Point annotation dataset records:
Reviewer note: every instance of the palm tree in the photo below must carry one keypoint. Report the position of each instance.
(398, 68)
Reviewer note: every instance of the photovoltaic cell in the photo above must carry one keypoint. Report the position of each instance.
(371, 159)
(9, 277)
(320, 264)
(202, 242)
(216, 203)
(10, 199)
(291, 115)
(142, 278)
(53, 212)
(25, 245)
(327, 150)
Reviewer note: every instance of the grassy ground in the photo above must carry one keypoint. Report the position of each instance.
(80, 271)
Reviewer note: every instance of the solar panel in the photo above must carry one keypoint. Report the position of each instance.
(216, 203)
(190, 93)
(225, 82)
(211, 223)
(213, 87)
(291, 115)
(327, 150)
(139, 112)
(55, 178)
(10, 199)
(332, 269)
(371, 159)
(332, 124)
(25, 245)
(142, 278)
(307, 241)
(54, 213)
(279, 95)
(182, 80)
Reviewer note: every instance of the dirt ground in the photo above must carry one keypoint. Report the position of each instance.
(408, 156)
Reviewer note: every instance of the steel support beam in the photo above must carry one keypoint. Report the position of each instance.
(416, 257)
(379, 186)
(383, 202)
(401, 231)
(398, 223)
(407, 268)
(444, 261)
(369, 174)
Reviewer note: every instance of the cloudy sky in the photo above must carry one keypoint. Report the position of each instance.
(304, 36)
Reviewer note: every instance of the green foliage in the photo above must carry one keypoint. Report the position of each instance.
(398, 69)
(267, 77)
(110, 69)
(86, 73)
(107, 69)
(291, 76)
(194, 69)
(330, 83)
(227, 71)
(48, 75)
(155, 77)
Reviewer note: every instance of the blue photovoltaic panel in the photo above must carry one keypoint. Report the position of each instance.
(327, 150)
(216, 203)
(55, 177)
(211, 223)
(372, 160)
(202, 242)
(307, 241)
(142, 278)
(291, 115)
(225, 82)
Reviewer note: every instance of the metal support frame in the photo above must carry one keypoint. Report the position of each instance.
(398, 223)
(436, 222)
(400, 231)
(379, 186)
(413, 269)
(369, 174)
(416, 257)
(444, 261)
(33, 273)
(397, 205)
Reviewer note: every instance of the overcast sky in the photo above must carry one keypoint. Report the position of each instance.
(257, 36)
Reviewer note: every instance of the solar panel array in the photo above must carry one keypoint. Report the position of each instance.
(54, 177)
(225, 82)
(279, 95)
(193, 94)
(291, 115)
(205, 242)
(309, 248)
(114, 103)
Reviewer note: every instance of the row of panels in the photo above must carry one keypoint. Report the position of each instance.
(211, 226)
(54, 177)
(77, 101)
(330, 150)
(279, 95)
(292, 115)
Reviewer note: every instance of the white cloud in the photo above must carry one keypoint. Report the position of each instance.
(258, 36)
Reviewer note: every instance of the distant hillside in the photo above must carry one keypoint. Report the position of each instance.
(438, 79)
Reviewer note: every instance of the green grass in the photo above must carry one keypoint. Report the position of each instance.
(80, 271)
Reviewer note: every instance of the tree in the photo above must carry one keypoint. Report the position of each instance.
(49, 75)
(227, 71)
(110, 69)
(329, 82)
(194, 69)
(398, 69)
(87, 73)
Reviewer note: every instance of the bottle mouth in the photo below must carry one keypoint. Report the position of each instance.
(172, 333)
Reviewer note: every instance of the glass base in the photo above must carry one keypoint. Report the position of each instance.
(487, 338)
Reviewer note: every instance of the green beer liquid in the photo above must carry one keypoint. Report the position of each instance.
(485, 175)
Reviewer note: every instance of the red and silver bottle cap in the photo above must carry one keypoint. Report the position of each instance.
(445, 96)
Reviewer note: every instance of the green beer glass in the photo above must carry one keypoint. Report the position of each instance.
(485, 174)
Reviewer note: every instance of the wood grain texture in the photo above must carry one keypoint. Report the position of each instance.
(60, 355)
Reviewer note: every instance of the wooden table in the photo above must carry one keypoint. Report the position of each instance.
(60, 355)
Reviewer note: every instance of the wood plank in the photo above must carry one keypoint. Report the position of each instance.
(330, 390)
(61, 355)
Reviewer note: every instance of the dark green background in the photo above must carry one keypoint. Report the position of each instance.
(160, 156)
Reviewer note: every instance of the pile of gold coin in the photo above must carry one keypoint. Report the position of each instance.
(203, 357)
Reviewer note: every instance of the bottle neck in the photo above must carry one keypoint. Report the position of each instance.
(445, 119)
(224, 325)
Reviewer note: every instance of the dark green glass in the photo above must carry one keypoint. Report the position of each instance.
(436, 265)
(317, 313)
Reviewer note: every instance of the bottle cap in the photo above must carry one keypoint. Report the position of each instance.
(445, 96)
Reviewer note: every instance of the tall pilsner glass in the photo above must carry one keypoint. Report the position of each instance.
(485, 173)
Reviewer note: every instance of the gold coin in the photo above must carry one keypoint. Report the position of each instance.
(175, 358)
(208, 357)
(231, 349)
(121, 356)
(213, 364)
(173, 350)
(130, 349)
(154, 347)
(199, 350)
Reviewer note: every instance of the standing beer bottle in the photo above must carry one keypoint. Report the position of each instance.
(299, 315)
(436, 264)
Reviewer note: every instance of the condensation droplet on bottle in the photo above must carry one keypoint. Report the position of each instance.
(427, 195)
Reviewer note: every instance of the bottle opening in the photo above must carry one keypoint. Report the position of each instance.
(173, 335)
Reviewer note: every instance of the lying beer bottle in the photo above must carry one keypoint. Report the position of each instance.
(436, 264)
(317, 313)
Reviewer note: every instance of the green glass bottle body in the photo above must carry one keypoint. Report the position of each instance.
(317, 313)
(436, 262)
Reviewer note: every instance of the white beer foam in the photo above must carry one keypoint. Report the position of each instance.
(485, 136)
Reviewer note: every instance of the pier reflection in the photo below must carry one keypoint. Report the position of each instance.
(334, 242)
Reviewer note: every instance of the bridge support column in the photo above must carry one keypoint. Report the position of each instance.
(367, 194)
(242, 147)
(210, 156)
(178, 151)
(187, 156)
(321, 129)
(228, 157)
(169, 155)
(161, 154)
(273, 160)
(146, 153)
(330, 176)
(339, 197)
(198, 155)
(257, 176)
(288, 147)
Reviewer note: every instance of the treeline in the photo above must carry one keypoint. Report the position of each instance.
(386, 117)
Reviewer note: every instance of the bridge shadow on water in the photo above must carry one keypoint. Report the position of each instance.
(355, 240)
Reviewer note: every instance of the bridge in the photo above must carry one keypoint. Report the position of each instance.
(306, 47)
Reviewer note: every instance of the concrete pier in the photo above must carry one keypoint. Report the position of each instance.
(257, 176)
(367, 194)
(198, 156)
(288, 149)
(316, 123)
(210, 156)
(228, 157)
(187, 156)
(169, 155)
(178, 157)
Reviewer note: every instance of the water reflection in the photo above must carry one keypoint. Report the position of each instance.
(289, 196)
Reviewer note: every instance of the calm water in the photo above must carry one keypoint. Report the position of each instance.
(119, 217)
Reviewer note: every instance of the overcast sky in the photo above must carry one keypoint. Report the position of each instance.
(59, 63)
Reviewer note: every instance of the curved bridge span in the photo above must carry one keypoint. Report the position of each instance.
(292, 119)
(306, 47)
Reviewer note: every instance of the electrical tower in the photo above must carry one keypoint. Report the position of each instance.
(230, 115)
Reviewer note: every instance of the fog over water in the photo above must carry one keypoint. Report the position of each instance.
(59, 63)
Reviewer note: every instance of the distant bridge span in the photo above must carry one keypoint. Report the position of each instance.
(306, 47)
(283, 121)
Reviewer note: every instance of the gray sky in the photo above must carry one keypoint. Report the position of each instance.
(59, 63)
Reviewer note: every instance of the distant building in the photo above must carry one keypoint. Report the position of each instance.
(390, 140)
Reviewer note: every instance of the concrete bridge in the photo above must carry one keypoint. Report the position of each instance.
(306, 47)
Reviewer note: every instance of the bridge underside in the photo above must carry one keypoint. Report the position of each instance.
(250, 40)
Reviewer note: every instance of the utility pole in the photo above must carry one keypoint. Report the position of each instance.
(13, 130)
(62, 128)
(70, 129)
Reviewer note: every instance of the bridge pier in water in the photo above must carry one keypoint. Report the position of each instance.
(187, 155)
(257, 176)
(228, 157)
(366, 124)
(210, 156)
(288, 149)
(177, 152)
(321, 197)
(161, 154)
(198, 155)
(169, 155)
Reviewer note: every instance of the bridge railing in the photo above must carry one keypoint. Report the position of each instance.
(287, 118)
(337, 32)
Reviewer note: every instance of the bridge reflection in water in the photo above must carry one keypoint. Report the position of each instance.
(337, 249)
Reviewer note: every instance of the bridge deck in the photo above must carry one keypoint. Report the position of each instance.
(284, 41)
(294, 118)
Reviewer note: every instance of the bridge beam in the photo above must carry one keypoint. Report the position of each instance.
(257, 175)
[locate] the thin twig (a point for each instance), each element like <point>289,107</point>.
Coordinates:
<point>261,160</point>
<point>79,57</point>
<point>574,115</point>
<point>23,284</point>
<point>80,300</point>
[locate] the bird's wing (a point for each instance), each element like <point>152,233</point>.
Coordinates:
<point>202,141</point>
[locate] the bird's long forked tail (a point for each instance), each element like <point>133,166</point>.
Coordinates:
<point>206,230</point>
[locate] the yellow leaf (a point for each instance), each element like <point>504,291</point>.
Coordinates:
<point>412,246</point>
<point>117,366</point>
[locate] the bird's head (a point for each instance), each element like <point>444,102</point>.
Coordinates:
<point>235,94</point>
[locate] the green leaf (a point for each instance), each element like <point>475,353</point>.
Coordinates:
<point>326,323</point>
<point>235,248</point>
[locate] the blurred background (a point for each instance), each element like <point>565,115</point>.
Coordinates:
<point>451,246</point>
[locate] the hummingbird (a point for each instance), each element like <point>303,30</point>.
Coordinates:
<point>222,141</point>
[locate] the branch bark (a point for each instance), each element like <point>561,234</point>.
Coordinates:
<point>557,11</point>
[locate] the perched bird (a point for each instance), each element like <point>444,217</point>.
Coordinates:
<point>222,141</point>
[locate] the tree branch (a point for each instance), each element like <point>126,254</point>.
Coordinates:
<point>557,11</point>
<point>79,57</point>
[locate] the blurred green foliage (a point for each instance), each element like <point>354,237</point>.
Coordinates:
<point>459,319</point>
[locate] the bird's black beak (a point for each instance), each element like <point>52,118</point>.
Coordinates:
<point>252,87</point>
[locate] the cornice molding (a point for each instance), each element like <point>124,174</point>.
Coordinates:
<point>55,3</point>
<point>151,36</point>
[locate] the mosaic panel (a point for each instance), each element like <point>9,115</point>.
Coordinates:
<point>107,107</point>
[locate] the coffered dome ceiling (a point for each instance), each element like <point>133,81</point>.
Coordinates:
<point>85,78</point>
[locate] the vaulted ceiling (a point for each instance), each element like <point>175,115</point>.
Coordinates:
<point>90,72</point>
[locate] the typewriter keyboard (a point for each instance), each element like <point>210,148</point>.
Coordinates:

AIM — Every line from the one holding "[locate] the mosaic" through the final line of the listing must be echoed exactly; leave out all other lines.

RESPONSE TO THE EXERCISE —
[locate] the mosaic panel (a point for each instance), each element like <point>9,115</point>.
Coordinates:
<point>107,107</point>
[locate] the coffered dome ceiling (a point for each instance), each element like <point>133,81</point>.
Coordinates:
<point>85,78</point>
[locate] the vaulted ceiling (a point for each instance), each element like <point>175,115</point>.
Coordinates:
<point>90,72</point>
[locate] the typewriter keyboard (a point for each instance), each element like <point>210,148</point>.
Coordinates:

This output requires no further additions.